-- start --
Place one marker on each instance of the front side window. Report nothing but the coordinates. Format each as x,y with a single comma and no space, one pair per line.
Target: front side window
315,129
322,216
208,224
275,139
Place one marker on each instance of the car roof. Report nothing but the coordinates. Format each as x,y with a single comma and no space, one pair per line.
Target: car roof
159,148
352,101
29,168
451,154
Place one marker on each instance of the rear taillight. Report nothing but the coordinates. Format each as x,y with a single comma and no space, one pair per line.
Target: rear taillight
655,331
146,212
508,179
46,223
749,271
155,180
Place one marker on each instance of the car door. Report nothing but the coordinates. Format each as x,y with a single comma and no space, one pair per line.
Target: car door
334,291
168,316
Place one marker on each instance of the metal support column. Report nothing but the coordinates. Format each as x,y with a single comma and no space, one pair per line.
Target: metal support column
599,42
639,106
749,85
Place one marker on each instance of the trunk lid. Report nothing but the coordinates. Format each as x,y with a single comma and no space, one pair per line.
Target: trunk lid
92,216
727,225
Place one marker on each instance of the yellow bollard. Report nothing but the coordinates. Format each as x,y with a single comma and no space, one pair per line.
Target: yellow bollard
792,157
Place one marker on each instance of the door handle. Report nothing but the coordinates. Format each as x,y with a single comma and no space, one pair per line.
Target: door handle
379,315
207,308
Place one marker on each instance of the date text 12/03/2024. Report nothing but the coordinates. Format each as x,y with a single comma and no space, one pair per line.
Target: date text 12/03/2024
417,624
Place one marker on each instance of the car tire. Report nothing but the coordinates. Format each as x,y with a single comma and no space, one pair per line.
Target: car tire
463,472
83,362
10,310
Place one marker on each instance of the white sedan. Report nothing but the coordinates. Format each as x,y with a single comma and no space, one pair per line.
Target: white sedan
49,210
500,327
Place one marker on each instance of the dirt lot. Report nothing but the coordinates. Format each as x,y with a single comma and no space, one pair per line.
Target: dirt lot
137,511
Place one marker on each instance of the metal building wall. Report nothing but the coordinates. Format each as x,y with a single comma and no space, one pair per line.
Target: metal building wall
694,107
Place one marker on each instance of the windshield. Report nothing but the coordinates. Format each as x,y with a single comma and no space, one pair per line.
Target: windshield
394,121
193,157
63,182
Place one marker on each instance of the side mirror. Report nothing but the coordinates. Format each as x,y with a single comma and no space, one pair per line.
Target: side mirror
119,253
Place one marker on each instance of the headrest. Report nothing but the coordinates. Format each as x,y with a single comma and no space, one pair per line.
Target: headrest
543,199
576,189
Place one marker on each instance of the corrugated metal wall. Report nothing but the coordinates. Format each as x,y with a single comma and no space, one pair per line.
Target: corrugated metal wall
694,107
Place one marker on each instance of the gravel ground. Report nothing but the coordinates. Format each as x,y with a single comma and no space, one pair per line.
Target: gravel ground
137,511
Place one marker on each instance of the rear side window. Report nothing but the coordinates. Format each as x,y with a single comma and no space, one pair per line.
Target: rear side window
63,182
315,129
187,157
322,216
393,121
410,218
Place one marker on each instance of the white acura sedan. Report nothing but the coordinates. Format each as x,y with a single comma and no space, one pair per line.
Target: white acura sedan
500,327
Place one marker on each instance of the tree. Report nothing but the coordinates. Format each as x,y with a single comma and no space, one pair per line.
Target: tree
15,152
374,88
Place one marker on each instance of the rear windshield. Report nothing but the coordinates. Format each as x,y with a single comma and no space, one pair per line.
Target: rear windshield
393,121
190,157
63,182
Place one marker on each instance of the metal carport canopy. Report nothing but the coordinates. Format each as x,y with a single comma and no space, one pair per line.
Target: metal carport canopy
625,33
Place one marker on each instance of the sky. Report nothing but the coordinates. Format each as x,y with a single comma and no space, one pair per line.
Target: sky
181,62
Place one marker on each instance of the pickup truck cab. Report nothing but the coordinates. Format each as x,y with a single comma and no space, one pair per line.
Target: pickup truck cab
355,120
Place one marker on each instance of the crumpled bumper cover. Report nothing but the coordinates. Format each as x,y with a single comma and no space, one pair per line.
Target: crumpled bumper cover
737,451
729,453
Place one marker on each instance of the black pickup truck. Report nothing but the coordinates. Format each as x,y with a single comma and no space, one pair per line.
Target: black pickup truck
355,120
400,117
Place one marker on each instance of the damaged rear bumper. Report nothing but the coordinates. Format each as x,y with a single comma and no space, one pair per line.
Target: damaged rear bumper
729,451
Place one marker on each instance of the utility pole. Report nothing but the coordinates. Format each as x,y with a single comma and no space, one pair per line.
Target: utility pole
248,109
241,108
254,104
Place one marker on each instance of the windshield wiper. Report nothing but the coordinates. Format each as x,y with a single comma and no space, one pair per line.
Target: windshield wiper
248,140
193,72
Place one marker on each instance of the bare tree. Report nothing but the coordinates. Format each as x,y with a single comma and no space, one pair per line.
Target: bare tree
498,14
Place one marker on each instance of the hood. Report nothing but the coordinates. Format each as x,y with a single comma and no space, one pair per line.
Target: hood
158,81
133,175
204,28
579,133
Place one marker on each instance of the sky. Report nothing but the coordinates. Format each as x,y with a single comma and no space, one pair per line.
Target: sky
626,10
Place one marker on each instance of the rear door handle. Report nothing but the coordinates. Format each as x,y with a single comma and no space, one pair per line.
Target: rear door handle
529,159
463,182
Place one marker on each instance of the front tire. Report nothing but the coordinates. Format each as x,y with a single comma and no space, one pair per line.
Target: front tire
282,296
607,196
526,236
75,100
-- end --
:: Exercise details ::
Rewrite every row above with "Place one marker" changed to "Put a single marker", leaving everything else untouched.

:: Expected answer ::
Put a single marker on each instance of the front side window. Report nothing but the coordinates. Format each as x,y with a single comma and no space, one pair per line.
Target: front side window
315,129
322,216
208,224
275,139
Put a single marker on each instance of the car roof. Report nothing but the coordinates. Format each as x,y with a single comma and no space, one pair per line.
Target: car roof
159,148
352,101
29,168
451,154
Put a single marker on each instance of the rear taillight. Report nothing but the coordinates. Format each as x,y with a single comma and no space, one pair per line.
Target: rear taillight
655,331
146,212
508,179
46,223
749,271
155,180
Put a single marker on each instance of the car door. Report nothing but the coordinates. Format each as x,y with a single comma and no space, one pair per line.
Target: car door
334,291
168,316
Put a single marker on each instance of the metal support column. Report nothing but the coordinates. Format each as x,y with a single comma and no space, one pair per line.
Target: metal support column
599,42
639,106
749,85
Put a single marker on each instance of the trunk lid. Report nothing but the coordinates. Format each as x,y with a single comma and no space, one pair per line.
Target: trunk lid
92,216
727,225
Put a single marker on each instance of the yellow bollard. Report nothing but the coordinates. Format each as x,y with a single comma and no space, one pair per line.
Target: yellow bollard
792,157
Put a single marker on each instance of the door handle. Report nothing but the coordinates. Format each as x,y with a single comma and no space, one pair per line.
Target: door handle
379,315
207,308
Put a single marker on each instance of the date text 12/03/2024. Report nothing but the coordinates. Format each as x,y with a single comma and no space, one pair per line.
Target: date text 12/03/2024
417,624
Put a single marker on each instance of the car tire. Report nothing but the coordinates. Format each as x,y with a single comma and no space, one pair per line.
Target: car tire
463,472
83,362
10,310
Put a single marker on each instance of the white sedan. Report nothing but the coordinates. Format each as x,y with a single comma and no space, one pair per line.
Target: white sedan
49,210
500,327
Put a single marker on each instance of the dirt lot. Report nothing but the coordinates. Format each as x,y with a single comma and no space, one pair per line.
Target: dirt lot
137,511
Put a single marker on each instance of the metal building wall. Report nothing but the coordinates. Format each as x,y with a single comma and no space, one pair per line.
Target: metal building wall
694,107
Put a single marker on each instance of the windshield. Report nothing but the coordinates. Format each as x,y with a single comma and no space, one pair per line.
Target: windshield
394,121
193,157
63,182
Put a single marker on each instance of the side mirror. Report nothing but the coordinates. Format each as x,y with a single comma and no space, one pair per line.
Target: side mirror
119,253
Put a single marker on each instance of the headrest. Report nothing but the coordinates. Format each as x,y with a single comma and no space, one pair per line.
Target: headrest
543,199
576,189
Put a single marker on each instance of the corrugated metal wall. Report nothing but the coordinates. Format each as x,y with a single comma and no space, one pair per line.
Target: corrugated metal wall
694,107
Put a single marker on each instance of the gravel ground. Report nothing but the coordinates. Format each as x,y with a single comma and no space, one pair per line.
Target: gravel ground
137,511
Put a single marker on each instance of the rear side window. Report nothing but the coordinates. Format each as x,y with a single comma and no space, one pair per line.
Target: rear side window
63,182
315,129
187,157
322,216
393,121
410,218
Put a single marker on each instance of the white acura sedan. Report nothing but the coordinates. Format each as x,y with a single comma and no space, one pair per line.
Target: white acura sedan
500,327
Put a single marker on each instance of the tree. Report nothing but the coordinates. Format each as x,y with a single comma and no space, one pair per line.
Target: tree
15,152
374,88
Put a single marker on each instance of the rear windshield. Report nothing but the coordinates. Format each as x,y with a single comma and no space, one pair per line.
Target: rear windshield
393,121
190,157
63,182
Put a single marker on each instance of the metal carport canopy. Report nothing but the coordinates. Format each as x,y with a single comma and no space, one pair per line.
Target: metal carport canopy
625,33
Put a single marker on each instance of the sky. Report nothing but the coordinates. Format each as x,y with a single comma and no space, one pair per line.
Target: sky
181,62
Put a single marker on each instance of the pickup truck cab. Report nothing but the coordinates. Format each as x,y with a single comma and no space, one pair per line.
Target: pickup truck cab
355,120
Put a single marker on each instance of the crumpled bumper cover. Report nothing but the coordinates. Format each as x,y with a single comma and no space, one pair per line.
Target: crumpled bumper cover
737,451
729,453
Put a single marker on each instance of the black pickup truck. Report nothing but the coordinates. Format each as x,y with a single comma and no space, one pair per line.
Target: black pickup truck
355,120
400,117
Put a single marker on each instance of the damaged rear bumper. Report nothing but the coordinates. Format each as x,y with a single comma and no space, one pair per line.
Target: damaged rear bumper
729,451
Put a single marker on each instance of the utility pole. Report nothing but the coordinates. Format each as x,y with a single comma and no space, one pair per line.
Target: utility pole
248,109
241,108
254,104
Put a single marker on each instance of the windshield wiper. Report nothing but the coordinates. Format each as x,y with a single comma and no space, one pair per line.
Target: windshield wiper
248,140
193,72
Put a single marker on each instance of the bare tree. Report nothing but the coordinates. Format each as x,y with a single comma and no space, one pair per line.
Target: bare tree
498,14
Put a single marker on each instance of the hood. Report nothing but the coordinates. Format each as x,y with a single comma and no space, one pair per line.
Target: hood
158,81
133,175
204,28
579,133
Put a single marker on each instance of the sky. Report nothing but the coordinates. Format each as x,y with a single comma and no space, one pair per line.
Target: sky
626,10
Put a single marker on each instance of the rear door handle. Report nothing but the coordinates. Format each as x,y with a single comma and no space, one pair per line.
Target: rear door handle
529,159
463,182
Put a single marker on each instance of the front tire. Report nothing but the coordinates. Format each as x,y with a single comma and no space, one pair per line.
Target: front tire
282,296
607,196
526,236
75,100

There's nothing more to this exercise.